## CONSIGNE RÉDIGÉE 1
Répondez aux questions suivantes à partir de l'intervention sur l'économie sociale et solidaire :
(a) Quelle part des salariés en Alsace l'ESS représente-t-elle ?
(b) Il y a combien de temps la stratégie régionale en faveur de l'ESS a-t-elle été adoptée ?
(c) Quel volet est désigné comme prioritaire ?

****

Intervention de Djamila Sonzogni
Monsieur le Président, mes cher-e-s collègues,
Si, comme vous l’écrivez dans votre rapport, les entreprises de l’économie sociale et solidaire
résistent mieux à la crise, ce qui est normal puisqu’il n’y a pas d’actionnaires à nourrir, les
bénéfices étant reversés pour une grande partie dans la structure, elles commencent elles
aussi à être touchées et de plus en plus d’associations sont en difficulté.
Je tiens à rappeler que l’ESS, c’est 10% des salariés en Alsace et que c’est une branche à part
entière de l’économie et pas seulement un bidule pour aider les pauvres ! Nous ne pouvons que reconnaître l’avancée sur cette question depuis la création de la commission et depuis l’adoption de la stratégie régionale en faveur de l’ESS, il y a tout juste un an.
Beaucoup d’outils ont été mis en place, beaucoup de mesures existantes ont été renforcées.
Il faut maintenant franchir un nouveau cap et mettre en oeuvre un vrai programme pour
l’ESS, notamment les nouveaux projets présentés dans ce budget.
Mais il faudrait définir des priorités, être plus ambitieux, plus dynamique et ne pas mettre
tout sur le même plan comme ce rapport le laisse apparaître.
Le volet prioritaire c’est le volet économique de l’ESS.
La reprise des entreprises par les salariés sous forme de coopérative… Même si c’est pris en
compte et que des choses se mettent en place c’est trop long, trop intimiste…
Il y a urgence.
Ces entreprises dont les patrons vont être la retraite et qui vont fermer faute de repreneur, il
faut aller les voir une par une pour étudier cette possibilité… et accompagner les salariés
actuels par une aide financière leur permettant d’apporter une partie du capital initial de la
future SCOP. Les entreprises en difficulté, il faut aussi aller les voir et étudier si une reprise en
coopérative par les salariés est possible… Il faut faire connaître ce dispositif à tous ceux qui
créent leur entreprise.

****

## CONSIGNE RÉDIGÉE 2
Restituez sous forme de liste JSON de chaînes, à raison d'une chaîne par ligne et sans les lignes vides, les lignes des enregistrements, en commençant par celle qui contient « Please place a point on the custom » et en allant jusqu'à la fin des enregistrements.

## DONNÉES FOURNIES
****

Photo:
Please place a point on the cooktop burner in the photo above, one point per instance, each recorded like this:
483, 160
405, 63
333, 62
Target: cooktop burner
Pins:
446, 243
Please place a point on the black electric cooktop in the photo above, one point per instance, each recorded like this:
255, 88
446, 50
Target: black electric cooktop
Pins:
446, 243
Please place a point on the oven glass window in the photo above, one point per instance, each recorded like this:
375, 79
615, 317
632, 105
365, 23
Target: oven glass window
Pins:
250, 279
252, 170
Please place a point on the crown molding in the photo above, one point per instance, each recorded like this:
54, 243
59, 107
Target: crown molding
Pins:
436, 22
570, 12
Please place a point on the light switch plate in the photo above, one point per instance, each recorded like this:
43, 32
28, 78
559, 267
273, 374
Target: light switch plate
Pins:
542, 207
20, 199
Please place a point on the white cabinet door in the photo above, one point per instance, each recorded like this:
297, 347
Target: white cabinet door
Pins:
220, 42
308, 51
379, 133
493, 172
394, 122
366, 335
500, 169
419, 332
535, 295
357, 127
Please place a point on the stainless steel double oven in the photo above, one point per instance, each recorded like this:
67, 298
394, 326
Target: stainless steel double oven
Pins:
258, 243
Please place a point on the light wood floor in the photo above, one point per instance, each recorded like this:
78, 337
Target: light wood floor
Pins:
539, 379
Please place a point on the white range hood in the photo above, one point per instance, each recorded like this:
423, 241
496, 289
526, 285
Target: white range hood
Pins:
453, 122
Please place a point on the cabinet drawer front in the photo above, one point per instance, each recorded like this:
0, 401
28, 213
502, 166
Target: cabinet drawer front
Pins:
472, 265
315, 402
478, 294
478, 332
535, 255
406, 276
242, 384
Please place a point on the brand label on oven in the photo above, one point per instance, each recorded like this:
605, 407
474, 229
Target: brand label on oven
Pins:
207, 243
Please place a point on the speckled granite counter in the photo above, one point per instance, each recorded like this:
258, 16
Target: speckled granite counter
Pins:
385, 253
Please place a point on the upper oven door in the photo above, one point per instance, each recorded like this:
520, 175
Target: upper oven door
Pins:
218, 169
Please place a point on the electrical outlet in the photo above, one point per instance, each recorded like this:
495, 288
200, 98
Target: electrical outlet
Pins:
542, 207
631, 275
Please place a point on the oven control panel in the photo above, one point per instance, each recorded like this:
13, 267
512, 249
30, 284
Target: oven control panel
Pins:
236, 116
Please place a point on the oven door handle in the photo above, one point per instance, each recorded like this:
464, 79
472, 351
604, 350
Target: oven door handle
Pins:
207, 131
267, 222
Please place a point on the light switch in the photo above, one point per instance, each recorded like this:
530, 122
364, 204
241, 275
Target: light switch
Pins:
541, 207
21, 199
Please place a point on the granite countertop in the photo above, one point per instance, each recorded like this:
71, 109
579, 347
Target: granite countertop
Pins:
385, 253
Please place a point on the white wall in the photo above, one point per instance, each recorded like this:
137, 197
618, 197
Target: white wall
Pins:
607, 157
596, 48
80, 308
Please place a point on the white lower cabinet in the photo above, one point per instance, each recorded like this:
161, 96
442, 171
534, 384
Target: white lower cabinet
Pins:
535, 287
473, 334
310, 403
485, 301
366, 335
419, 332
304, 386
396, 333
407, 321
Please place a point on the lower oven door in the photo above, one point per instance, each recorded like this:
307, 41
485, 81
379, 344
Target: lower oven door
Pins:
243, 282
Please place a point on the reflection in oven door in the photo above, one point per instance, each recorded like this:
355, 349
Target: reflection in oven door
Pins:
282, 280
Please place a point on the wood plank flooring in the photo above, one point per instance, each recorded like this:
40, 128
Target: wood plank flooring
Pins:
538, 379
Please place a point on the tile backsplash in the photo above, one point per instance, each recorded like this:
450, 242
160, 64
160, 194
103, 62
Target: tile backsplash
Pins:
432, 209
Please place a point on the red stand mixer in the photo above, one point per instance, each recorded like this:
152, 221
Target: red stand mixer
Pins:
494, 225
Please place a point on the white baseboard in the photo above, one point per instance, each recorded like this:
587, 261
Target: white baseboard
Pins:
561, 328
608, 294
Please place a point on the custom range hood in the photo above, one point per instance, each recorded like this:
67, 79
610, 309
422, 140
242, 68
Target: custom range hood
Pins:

****

## SOLUTION COMPLÈTE 1
(a) 10 % des salariés en Alsace.
(b) Il y a tout juste un an.
(c) Le volet économique de l'ESS.

## SOLUTION COMPLÈTE 2
[
  "Please place a point on the custom range hood in the photo above, one point per instance, each recorded like this:",
  "67, 79",
  "610, 309",
  "422, 140",
  "242, 68",
  "Target: custom range hood",
  "Pins:"
]